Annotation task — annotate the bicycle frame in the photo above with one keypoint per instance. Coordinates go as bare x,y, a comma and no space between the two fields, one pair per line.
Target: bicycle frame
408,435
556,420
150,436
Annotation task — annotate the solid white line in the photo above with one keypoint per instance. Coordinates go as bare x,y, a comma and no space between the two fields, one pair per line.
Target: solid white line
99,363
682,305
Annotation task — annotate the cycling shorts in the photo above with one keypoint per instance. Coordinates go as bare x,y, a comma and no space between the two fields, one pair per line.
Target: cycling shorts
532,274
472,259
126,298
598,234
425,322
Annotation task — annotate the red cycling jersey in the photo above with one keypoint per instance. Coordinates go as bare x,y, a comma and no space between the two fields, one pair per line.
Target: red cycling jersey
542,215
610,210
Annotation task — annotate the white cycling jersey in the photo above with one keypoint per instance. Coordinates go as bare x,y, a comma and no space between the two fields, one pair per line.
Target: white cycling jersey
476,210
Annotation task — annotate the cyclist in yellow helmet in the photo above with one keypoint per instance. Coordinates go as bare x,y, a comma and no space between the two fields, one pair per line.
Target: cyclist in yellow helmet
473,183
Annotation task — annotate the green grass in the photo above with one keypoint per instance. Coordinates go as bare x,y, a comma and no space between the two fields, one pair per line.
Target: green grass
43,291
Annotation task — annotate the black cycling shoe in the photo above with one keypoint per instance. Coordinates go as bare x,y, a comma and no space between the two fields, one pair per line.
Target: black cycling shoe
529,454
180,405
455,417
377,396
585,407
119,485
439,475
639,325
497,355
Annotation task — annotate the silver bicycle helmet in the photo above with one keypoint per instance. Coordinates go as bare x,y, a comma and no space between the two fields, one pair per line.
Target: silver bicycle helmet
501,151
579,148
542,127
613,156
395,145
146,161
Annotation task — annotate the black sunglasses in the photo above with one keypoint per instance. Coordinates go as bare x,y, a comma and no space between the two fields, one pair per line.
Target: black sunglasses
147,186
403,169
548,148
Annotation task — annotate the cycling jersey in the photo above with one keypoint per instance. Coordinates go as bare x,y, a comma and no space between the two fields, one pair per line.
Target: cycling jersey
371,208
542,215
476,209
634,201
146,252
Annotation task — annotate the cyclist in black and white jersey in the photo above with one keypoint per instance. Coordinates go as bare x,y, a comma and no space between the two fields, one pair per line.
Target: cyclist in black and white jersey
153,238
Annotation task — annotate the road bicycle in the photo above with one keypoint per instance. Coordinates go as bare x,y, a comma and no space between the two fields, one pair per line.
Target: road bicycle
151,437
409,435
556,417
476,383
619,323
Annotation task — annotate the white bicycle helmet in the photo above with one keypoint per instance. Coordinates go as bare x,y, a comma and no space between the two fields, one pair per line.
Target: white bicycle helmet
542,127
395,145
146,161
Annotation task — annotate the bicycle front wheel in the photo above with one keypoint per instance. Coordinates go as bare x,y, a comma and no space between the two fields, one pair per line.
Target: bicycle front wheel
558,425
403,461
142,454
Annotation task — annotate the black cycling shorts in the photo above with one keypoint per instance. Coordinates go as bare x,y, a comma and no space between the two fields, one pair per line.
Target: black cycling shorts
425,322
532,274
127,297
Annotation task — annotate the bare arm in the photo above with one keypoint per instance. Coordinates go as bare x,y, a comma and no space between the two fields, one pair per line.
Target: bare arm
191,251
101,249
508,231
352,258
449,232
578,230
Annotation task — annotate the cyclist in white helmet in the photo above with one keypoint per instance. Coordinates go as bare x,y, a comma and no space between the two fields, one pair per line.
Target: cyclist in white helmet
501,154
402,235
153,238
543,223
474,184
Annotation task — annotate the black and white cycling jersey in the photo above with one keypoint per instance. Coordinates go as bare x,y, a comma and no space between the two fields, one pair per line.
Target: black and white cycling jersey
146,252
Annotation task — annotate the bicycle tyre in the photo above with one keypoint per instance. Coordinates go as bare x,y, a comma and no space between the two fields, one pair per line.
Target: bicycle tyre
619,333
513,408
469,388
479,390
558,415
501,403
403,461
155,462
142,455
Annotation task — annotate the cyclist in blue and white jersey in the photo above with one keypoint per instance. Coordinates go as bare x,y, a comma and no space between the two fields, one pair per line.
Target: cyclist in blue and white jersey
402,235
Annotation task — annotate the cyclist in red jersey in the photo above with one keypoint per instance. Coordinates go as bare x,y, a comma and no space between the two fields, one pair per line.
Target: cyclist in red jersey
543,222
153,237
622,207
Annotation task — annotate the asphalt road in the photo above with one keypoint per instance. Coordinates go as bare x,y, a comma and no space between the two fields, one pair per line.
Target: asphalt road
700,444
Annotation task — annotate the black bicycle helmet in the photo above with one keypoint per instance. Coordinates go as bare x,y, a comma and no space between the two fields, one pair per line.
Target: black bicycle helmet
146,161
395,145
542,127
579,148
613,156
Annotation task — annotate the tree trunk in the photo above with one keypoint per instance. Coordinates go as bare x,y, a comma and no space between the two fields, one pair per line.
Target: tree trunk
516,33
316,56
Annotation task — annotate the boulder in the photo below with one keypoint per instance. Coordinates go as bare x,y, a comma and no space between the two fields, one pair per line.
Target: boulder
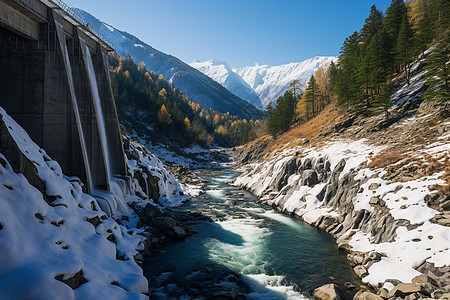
404,289
383,293
179,231
309,178
364,295
327,292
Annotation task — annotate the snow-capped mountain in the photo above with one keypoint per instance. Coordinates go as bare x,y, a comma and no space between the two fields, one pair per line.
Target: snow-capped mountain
270,82
197,86
223,74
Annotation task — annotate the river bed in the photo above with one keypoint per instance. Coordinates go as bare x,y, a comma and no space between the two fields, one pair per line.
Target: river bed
277,256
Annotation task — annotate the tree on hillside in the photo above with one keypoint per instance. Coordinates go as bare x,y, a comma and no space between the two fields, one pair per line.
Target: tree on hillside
294,86
438,74
164,117
404,48
346,84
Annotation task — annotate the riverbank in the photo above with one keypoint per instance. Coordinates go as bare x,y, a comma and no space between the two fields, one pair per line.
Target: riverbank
265,254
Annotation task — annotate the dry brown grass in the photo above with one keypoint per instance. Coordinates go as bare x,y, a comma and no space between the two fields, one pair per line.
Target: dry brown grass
308,130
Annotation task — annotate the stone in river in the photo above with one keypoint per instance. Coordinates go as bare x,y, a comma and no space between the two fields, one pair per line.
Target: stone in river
326,292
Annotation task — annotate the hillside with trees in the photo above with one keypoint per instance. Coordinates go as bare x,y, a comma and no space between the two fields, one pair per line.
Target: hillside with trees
383,49
151,107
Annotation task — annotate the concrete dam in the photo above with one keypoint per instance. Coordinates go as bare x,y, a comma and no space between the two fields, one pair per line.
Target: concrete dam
54,81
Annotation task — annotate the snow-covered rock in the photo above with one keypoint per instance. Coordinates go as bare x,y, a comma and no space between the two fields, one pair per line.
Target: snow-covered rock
270,82
223,74
58,242
197,86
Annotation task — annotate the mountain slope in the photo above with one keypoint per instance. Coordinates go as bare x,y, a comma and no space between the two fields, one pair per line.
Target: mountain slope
193,83
270,82
223,74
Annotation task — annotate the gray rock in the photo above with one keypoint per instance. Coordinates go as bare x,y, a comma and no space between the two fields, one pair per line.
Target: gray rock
404,289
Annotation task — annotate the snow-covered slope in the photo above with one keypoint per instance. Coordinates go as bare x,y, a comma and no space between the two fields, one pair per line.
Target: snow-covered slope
197,86
270,82
223,74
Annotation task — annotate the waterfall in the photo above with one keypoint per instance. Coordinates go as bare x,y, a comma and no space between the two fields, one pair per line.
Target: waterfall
77,116
98,111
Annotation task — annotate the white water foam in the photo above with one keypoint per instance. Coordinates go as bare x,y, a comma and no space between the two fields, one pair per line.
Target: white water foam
98,109
246,257
282,219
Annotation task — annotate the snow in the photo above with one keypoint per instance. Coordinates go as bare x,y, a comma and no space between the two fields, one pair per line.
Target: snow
270,82
223,74
405,201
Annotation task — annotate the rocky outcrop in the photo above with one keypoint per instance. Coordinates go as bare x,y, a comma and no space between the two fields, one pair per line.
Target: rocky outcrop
337,193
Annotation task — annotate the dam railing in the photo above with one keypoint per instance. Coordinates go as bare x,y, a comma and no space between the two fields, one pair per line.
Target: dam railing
83,22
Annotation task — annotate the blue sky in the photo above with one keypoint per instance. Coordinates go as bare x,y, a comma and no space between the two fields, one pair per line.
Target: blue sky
240,32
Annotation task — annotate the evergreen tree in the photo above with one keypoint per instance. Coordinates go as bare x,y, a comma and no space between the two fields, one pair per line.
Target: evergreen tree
164,117
404,47
381,60
424,33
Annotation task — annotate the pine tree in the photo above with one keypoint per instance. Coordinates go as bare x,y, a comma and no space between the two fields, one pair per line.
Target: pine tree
383,100
404,48
311,97
346,80
381,60
372,25
438,71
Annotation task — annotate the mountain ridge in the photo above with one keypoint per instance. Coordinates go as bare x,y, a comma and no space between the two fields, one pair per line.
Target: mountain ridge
197,86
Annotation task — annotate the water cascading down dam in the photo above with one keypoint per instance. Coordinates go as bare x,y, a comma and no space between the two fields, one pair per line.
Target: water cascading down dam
54,81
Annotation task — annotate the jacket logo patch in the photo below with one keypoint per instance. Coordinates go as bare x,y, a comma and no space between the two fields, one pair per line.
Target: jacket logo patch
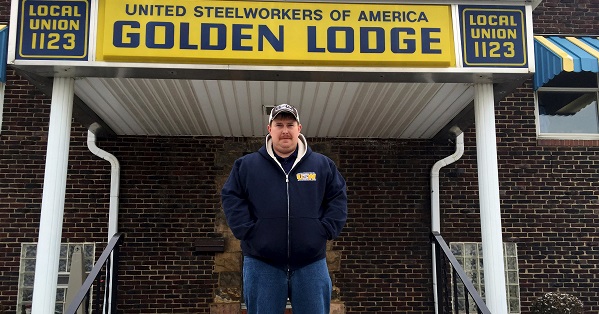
306,176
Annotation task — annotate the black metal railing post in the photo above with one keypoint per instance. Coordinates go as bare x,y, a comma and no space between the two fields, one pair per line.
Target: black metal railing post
442,253
110,252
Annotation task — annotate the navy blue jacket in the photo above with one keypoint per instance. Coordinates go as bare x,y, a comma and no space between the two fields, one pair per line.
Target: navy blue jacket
285,220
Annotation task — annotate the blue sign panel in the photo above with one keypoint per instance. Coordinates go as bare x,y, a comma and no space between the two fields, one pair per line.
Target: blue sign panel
55,30
493,36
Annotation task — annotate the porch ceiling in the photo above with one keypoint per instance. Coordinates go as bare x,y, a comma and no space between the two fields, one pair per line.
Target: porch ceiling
177,107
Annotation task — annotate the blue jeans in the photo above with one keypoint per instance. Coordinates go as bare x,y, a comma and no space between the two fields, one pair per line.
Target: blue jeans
266,288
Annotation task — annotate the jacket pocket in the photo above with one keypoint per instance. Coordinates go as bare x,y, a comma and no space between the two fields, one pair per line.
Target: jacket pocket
308,239
268,239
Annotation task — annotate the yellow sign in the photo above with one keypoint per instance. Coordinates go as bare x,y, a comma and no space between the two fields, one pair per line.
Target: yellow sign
275,33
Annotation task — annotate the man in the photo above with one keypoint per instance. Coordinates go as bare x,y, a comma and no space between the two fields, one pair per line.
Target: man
284,202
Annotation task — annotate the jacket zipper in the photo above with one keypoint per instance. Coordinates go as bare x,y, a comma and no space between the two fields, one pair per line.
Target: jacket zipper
288,222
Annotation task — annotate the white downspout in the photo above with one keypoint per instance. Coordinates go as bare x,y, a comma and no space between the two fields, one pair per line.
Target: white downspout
115,169
113,213
435,211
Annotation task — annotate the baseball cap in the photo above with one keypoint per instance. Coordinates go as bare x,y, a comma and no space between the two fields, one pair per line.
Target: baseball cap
283,108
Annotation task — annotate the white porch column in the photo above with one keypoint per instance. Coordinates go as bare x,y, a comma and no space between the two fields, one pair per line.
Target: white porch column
55,177
490,213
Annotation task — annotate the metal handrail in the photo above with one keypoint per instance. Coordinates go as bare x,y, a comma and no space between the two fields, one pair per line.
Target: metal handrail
111,250
442,247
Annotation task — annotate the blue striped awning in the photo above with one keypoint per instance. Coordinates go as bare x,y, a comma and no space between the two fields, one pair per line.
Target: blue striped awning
556,54
3,52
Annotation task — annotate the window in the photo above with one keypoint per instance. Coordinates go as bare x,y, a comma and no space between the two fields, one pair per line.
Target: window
27,270
567,107
470,256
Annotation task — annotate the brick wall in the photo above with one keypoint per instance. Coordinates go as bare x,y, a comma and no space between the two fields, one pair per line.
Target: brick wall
170,197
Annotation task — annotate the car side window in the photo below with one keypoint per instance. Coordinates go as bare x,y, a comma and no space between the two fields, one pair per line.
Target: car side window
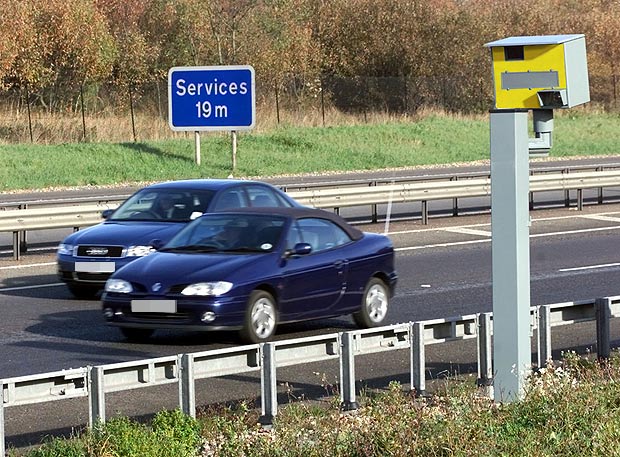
263,196
322,234
230,198
294,237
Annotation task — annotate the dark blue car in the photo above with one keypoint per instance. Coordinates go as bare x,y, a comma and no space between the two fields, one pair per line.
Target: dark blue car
250,270
87,258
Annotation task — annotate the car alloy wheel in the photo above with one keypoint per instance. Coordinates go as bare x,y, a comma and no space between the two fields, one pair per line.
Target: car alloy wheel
375,304
261,317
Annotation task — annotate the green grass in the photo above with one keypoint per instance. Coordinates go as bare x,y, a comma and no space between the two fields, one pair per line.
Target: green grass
570,409
433,140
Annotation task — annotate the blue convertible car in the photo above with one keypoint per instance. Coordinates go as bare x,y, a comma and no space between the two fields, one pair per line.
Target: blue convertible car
250,270
86,259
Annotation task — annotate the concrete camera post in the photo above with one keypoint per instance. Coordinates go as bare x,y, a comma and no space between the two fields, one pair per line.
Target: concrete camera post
538,73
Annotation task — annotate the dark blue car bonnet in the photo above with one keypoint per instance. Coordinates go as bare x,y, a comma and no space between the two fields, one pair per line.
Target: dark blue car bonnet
180,268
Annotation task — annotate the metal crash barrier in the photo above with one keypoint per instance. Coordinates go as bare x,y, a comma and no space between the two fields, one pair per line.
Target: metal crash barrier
185,369
324,196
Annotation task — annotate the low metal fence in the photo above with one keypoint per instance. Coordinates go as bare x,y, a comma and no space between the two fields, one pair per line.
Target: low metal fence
323,195
95,382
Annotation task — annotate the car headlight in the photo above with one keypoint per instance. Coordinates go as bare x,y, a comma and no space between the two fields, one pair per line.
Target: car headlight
118,285
65,249
208,288
139,251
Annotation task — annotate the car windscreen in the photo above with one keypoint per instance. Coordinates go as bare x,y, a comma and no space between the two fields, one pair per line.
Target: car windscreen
164,205
224,232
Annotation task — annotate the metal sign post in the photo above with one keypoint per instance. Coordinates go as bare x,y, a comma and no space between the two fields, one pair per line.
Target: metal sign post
210,99
510,251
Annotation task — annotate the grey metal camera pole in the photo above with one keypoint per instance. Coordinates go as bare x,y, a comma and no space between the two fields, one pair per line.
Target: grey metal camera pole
197,147
510,252
2,442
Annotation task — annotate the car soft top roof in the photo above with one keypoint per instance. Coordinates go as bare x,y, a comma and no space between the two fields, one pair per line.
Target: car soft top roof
207,184
301,213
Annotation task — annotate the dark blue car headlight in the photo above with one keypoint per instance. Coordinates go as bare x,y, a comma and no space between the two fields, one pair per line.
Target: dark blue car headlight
65,249
119,286
139,251
208,289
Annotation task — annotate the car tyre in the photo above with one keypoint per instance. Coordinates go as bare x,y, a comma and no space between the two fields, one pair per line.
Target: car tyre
81,291
261,318
137,334
375,304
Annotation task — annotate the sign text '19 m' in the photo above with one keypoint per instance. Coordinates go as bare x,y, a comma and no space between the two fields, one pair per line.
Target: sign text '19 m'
211,98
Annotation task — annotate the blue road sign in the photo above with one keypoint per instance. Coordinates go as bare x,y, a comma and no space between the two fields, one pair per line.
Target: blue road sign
211,98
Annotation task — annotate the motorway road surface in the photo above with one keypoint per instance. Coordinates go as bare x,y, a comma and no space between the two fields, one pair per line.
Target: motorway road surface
444,269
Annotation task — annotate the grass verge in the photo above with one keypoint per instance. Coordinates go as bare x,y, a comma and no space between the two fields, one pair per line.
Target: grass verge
571,408
432,140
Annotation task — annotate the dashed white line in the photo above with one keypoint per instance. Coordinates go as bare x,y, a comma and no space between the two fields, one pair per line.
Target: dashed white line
590,267
30,265
38,286
468,231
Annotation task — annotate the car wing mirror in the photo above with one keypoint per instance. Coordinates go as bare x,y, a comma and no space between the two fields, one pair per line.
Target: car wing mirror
157,244
300,249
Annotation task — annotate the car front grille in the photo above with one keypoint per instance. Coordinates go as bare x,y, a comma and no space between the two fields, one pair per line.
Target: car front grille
91,251
96,277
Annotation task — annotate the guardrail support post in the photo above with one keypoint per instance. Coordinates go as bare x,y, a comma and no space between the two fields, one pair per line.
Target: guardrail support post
455,200
603,316
347,373
418,358
187,385
544,335
2,443
374,211
485,353
269,394
96,396
16,246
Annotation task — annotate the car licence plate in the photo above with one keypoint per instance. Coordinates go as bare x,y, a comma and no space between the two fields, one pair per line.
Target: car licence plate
153,306
95,267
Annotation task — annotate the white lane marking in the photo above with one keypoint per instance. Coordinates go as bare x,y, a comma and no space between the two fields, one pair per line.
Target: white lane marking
30,249
441,245
401,232
601,217
38,286
591,267
468,231
570,232
488,240
17,267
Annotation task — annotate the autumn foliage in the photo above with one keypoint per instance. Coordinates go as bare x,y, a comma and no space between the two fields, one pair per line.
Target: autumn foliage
430,50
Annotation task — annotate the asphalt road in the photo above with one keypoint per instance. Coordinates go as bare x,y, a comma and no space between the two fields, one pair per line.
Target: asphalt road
444,269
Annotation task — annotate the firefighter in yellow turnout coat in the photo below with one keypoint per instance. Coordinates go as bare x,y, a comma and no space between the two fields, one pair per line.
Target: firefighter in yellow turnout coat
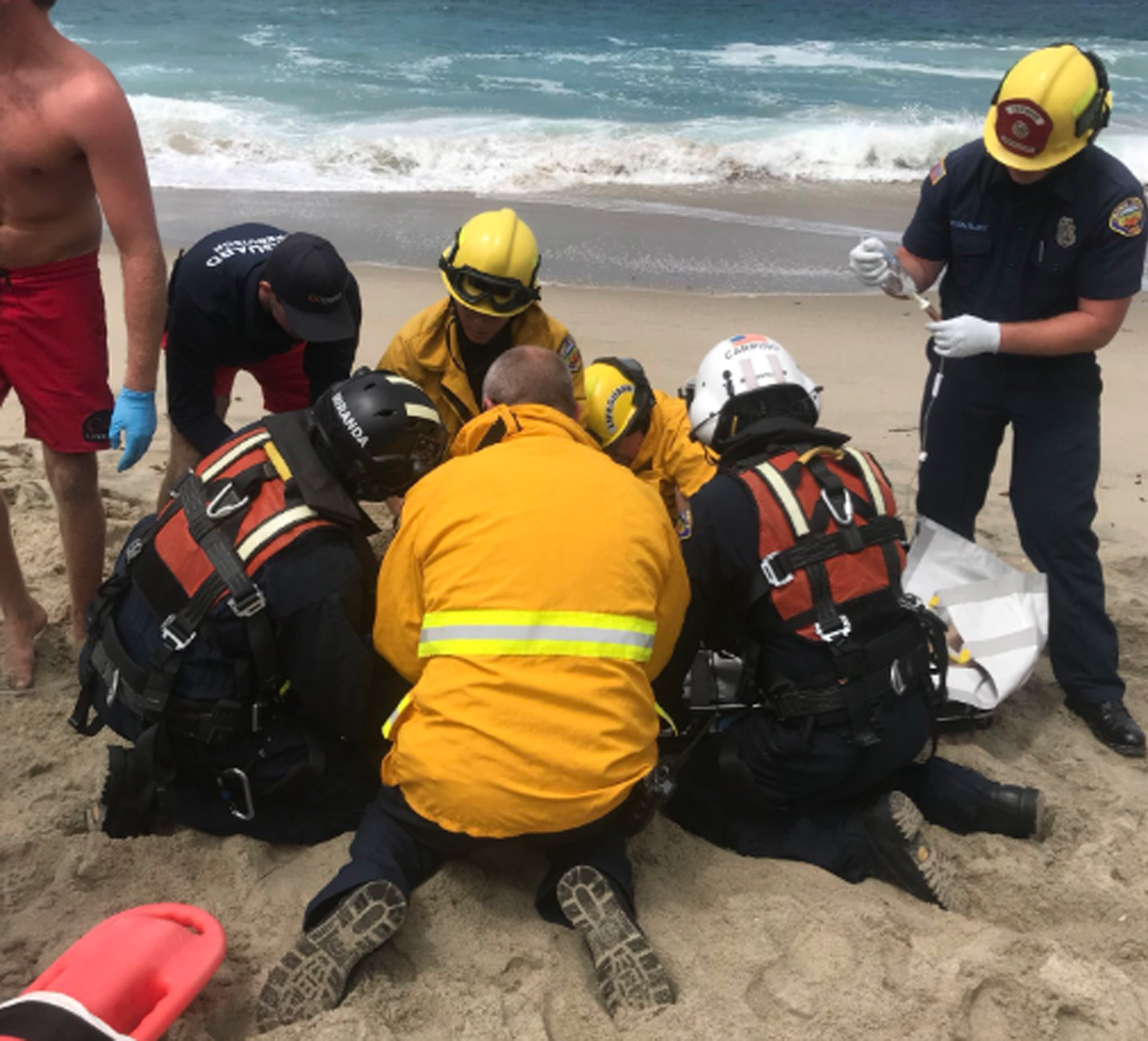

- _Exercise requirements_
For each line in the records that holds "firefighter", show that line as it stands.

- _Answer to the problem_
Annotation task — annotate the firefighter in yellow turnout coat in the photo below with one keypoint per instance. Coordinates go as bare x,y, a comma and no space between the two fields, one pair per line.
Target: firefighter in yellow turnout coat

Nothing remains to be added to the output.